Sur la route du Jazz

Hard-Bop

JOHNNY COLES/ TROMPETTE HARD BOP

Il y a quelques semaines, je présentais Dizzy Reece trompettiste de la période Hard Bop.
Sur cette route du Jazz truffée d’artistes appartenant à différents courants, nous nous arrêtons sur un autre trompettiste, Johnny Coles que je découvris en écoutant son album « Little Johnny C ».
Parlons d’abord de l’album « The Warm Sound » en 1961.
La sonorité de Johnny éprise du Blues s’entend dès les premiers instants, une sonorité feutrée qui sert des phrases aiguisées. Cette trompette imprégnée de Hard Bop entonne une mélodie des plus suaves intitulée « Where ». Sur un tempo cool, les notes sont emplies de Soul. La finesse du son ne fait qu’accentuer cette idée d’envol que l’on entend chez la trompette de Johnny.
Le Blues est très présent dans le jeu du trompettiste comme on peut l’entendre sur « Come Rain Or Come Shine ». Les notes aiguës sont un vrai régal. « Hi Fly » est une illustration du jeu espacé.
Les phrases clairvoyantes sont ponctuées d’accents Blues magnifiques.
Sur « Pretty Strange », savourez le jeu subtil, la sonorité moelleuse de la trompette.
Si on écoute l’album « Little Johnny C », on entend la tournure esthétique vraiment Hard Bop.
Démarrant sur les chapeaux de roue on entend une intro de Duke Pearson suivie d’une exposition du thème par le saxophone et la trompette. Le son est tranchant, la technique impressionnante.
La seconde composition « Hobo Joe »est assez latin mêlée à de la Soul. Le médium swing du titre « Jano » et la légèreté du jeu de trompette en font une séquence délicate.
En 1971, il réalise » Katumbo » un projet qui prend une tournure Soul Funk même si le clavier électrique sur le premier morceau crée quelque chose d’apaisant. La mélodie de « Never Say Goodbye » est au centre de la musique un thème doux orné par des arrangements de cuivres tout aussi doux.

■ Données fournies ■

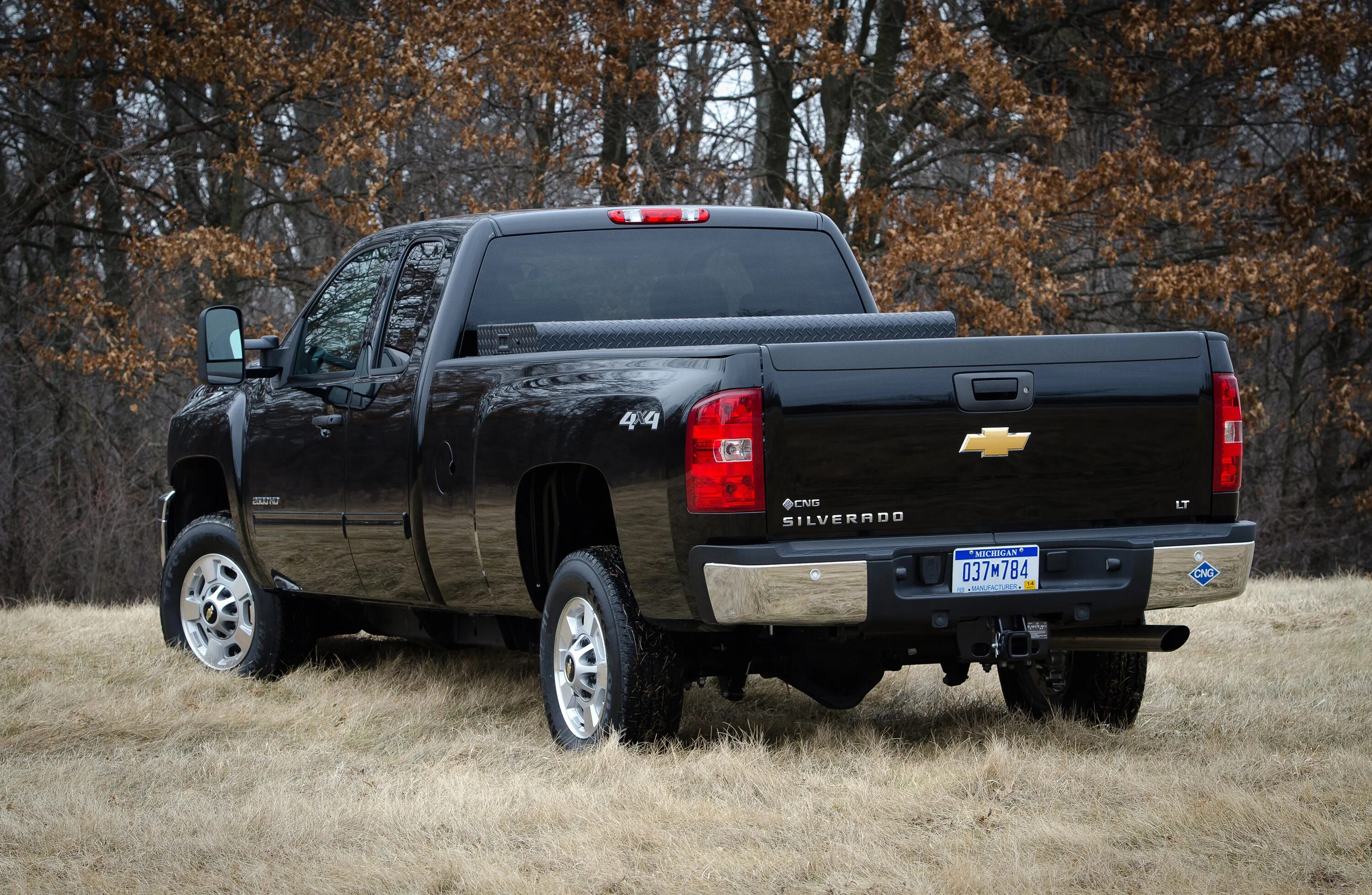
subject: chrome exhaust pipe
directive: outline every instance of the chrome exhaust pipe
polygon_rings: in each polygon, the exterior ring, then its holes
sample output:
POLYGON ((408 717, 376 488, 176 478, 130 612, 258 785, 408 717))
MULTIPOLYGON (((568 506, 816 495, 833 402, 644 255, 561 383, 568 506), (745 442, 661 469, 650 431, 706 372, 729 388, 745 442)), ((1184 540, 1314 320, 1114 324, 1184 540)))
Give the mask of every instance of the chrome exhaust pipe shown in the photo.
POLYGON ((1135 625, 1133 627, 1098 627, 1052 631, 1050 649, 1069 652, 1172 652, 1191 637, 1185 625, 1135 625))

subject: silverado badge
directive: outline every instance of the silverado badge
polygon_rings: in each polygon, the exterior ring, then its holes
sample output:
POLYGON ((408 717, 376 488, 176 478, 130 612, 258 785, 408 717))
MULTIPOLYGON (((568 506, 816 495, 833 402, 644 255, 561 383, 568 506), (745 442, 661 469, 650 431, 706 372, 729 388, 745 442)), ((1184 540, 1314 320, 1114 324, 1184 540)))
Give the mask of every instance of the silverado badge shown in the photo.
POLYGON ((1008 428, 982 428, 980 435, 962 439, 958 453, 980 453, 982 457, 1008 457, 1011 450, 1024 450, 1029 443, 1029 432, 1011 432, 1008 428))

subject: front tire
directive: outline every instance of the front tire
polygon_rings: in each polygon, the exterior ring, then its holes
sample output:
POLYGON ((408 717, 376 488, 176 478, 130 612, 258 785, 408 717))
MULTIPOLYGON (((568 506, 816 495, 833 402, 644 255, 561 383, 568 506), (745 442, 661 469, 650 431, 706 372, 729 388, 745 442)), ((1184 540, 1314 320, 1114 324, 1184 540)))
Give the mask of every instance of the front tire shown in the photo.
POLYGON ((1089 723, 1129 728, 1143 704, 1146 652, 1054 652, 1045 662, 1003 666, 1006 706, 1043 719, 1054 711, 1089 723))
POLYGON ((571 553, 543 604, 539 678, 558 745, 587 748, 619 730, 630 743, 676 733, 682 662, 671 636, 638 615, 617 548, 571 553))
POLYGON ((273 677, 313 647, 303 607, 247 574, 233 520, 200 516, 177 534, 162 567, 162 638, 207 669, 273 677))

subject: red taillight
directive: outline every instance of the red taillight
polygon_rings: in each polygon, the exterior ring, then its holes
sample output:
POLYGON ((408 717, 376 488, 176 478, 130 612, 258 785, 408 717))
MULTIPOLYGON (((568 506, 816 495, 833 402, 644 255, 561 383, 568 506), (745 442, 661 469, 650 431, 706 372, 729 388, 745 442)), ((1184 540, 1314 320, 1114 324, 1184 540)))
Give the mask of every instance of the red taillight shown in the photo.
POLYGON ((686 508, 761 512, 763 390, 734 388, 696 402, 686 417, 686 508))
POLYGON ((1238 491, 1243 480, 1243 408, 1233 373, 1214 377, 1214 490, 1238 491))
POLYGON ((611 209, 609 220, 616 224, 704 224, 708 209, 611 209))

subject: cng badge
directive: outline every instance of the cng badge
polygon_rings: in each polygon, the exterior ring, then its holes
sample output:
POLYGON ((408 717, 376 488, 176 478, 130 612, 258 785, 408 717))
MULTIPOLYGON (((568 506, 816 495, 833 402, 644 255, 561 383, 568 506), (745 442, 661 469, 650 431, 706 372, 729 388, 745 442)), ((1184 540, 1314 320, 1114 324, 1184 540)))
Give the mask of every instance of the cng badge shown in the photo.
POLYGON ((1220 570, 1211 566, 1210 563, 1200 563, 1199 566, 1191 570, 1191 579, 1195 581, 1202 588, 1205 588, 1218 577, 1220 577, 1220 570))

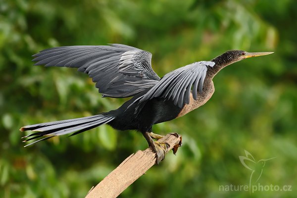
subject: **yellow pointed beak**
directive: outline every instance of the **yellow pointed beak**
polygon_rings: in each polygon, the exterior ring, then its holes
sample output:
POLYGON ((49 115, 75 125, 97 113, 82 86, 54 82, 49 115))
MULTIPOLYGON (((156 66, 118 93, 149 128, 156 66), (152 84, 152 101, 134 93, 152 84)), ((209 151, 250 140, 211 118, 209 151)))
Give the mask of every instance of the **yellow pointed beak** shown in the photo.
POLYGON ((260 56, 262 55, 268 55, 274 53, 274 51, 263 52, 246 52, 244 55, 244 58, 250 58, 251 57, 260 56))

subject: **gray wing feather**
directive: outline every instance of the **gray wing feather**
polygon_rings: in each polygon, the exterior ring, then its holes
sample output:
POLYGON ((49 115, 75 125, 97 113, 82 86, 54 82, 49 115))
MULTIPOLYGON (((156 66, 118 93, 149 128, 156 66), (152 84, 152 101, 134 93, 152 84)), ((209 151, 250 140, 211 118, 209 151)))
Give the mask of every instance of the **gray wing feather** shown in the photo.
POLYGON ((197 99, 197 90, 200 93, 202 91, 207 66, 213 67, 214 64, 211 61, 195 62, 167 74, 139 100, 137 111, 147 101, 157 97, 172 100, 175 105, 181 108, 190 102, 192 88, 193 97, 197 99))
POLYGON ((133 96, 160 80, 151 68, 150 53, 124 45, 61 47, 33 56, 35 65, 78 68, 104 97, 133 96))

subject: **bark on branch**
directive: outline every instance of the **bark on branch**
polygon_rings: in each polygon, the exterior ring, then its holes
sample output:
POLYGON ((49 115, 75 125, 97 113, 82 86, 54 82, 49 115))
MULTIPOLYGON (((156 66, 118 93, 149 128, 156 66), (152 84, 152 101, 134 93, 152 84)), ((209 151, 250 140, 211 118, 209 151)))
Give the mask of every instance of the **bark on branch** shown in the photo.
MULTIPOLYGON (((181 136, 168 134, 158 142, 167 143, 169 147, 166 153, 172 149, 176 152, 181 146, 181 136)), ((155 164, 155 153, 150 148, 138 150, 124 160, 117 168, 105 177, 89 192, 86 198, 116 198, 124 190, 144 174, 155 164)))

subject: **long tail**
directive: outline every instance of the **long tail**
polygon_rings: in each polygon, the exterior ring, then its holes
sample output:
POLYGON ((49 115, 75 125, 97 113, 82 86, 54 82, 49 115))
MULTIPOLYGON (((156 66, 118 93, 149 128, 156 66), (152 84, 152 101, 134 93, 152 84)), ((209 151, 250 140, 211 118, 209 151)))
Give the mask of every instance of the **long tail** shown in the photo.
POLYGON ((23 141, 26 142, 42 136, 47 137, 26 145, 28 147, 42 140, 47 140, 56 136, 67 134, 75 132, 70 136, 78 134, 89 129, 93 129, 103 124, 106 124, 113 120, 115 117, 108 115, 96 115, 80 118, 71 119, 28 125, 20 129, 21 131, 32 131, 36 132, 22 138, 30 138, 23 141))

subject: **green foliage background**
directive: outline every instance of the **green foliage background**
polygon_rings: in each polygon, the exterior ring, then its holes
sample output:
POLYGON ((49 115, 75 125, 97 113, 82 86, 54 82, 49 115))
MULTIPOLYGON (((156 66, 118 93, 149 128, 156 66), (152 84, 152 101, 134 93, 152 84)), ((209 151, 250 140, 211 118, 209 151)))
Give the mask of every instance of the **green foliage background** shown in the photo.
POLYGON ((295 0, 0 0, 0 197, 84 197, 147 147, 141 134, 102 126, 23 148, 22 126, 96 114, 125 100, 101 99, 86 75, 34 66, 31 56, 106 43, 150 51, 160 76, 230 49, 275 51, 225 68, 206 104, 154 126, 182 135, 183 146, 120 197, 296 197, 297 10, 295 0), (251 171, 239 159, 244 150, 256 160, 277 157, 258 182, 292 191, 220 191, 248 184, 251 171))

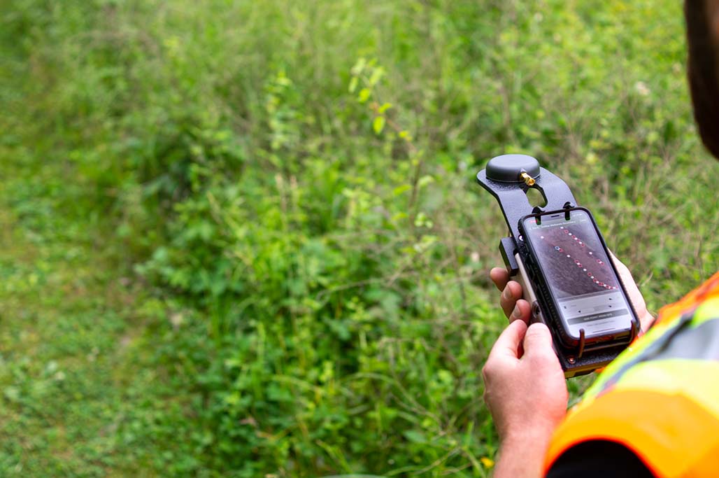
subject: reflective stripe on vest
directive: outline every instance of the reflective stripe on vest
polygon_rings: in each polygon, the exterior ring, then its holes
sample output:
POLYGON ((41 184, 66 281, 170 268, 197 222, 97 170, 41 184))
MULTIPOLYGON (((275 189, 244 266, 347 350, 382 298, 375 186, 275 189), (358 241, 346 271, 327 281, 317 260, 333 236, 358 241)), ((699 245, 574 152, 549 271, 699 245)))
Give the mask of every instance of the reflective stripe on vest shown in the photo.
POLYGON ((622 443, 661 478, 719 476, 719 273, 600 375, 555 433, 546 470, 590 440, 622 443))

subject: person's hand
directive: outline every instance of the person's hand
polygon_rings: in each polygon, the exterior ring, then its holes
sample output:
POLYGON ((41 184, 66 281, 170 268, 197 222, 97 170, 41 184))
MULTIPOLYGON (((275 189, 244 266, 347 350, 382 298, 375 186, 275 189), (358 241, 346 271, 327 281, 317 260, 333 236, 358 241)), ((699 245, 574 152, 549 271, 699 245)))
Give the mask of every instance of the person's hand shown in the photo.
POLYGON ((482 369, 485 402, 500 436, 495 476, 539 477, 554 428, 567 413, 564 374, 546 325, 515 320, 482 369))
MULTIPOLYGON (((654 322, 654 317, 646 310, 646 303, 644 297, 642 297, 639 288, 636 286, 636 282, 631 276, 631 272, 624 263, 614 256, 610 252, 614 266, 619 273, 622 284, 626 289, 627 295, 631 302, 641 325, 641 333, 646 332, 654 322)), ((502 292, 500 299, 500 305, 504 310, 505 315, 509 318, 510 322, 516 319, 522 319, 528 321, 530 311, 531 310, 529 302, 521 298, 523 291, 522 286, 519 282, 509 280, 509 273, 502 267, 495 267, 490 271, 490 279, 497 286, 497 289, 502 292)))

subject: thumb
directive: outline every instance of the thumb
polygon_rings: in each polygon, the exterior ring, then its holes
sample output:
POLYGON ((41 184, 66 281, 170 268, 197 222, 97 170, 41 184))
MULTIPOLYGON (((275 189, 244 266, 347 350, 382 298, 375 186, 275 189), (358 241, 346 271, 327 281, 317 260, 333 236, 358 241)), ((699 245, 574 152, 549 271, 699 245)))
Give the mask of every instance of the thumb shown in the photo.
POLYGON ((499 357, 519 358, 519 347, 527 331, 527 325, 523 320, 515 320, 509 324, 495 342, 487 361, 499 357))
POLYGON ((552 348, 551 333, 549 329, 543 323, 533 323, 527 329, 524 335, 525 356, 541 356, 547 354, 554 355, 552 348))

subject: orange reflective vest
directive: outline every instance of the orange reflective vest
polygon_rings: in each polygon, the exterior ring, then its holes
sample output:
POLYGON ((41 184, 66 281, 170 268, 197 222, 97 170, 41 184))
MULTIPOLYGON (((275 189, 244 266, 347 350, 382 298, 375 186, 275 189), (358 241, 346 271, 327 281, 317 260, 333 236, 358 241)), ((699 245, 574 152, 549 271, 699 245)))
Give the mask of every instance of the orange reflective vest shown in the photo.
POLYGON ((621 443, 659 478, 719 477, 719 272, 602 372, 555 432, 545 473, 590 440, 621 443))

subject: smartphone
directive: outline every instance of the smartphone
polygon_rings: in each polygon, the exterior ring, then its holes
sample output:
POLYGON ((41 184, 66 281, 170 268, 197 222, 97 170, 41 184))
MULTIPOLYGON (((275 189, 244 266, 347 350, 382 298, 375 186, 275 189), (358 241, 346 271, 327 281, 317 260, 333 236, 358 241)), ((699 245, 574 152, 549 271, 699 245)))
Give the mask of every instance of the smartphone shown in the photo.
POLYGON ((562 345, 577 347, 582 334, 585 350, 633 338, 636 313, 588 209, 525 216, 519 230, 539 305, 562 345))

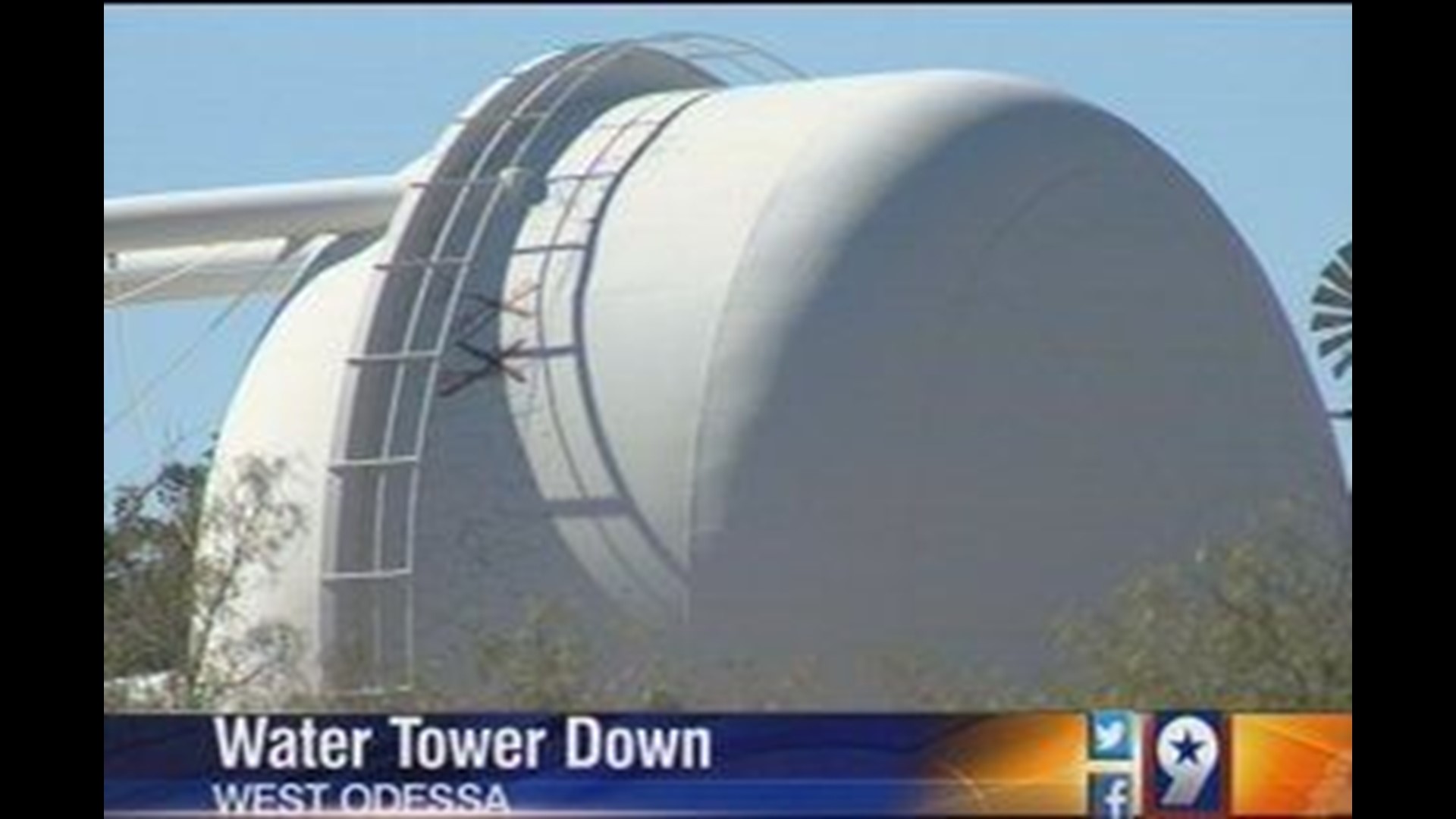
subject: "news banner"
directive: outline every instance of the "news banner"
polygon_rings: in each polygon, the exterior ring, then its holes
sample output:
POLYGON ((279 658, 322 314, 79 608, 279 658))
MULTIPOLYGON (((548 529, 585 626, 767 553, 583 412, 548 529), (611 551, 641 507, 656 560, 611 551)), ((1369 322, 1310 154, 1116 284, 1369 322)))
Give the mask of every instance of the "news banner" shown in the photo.
POLYGON ((105 717, 105 816, 1353 816, 1351 716, 105 717))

■ Tâches ■
a - D'après le texte, en quelle année Johnny Coles réalise-t-il l'album « Katumbo » ?
b - Recopiez le texte de « Si on écoute » à « la technique impressionnante. », en remplaçant « impressionnante » par « remarquable ».

■ Réponses ■
a - En 1971.

b -
Si on écoute l’album « Little Johnny C », on entend la tournure esthétique vraiment Hard Bop.
Démarrant sur les chapeaux de roue on entend une intro de Duke Pearson suivie d’une exposition du thème par le saxophone et la trompette. Le son est tranchant, la technique remarquable.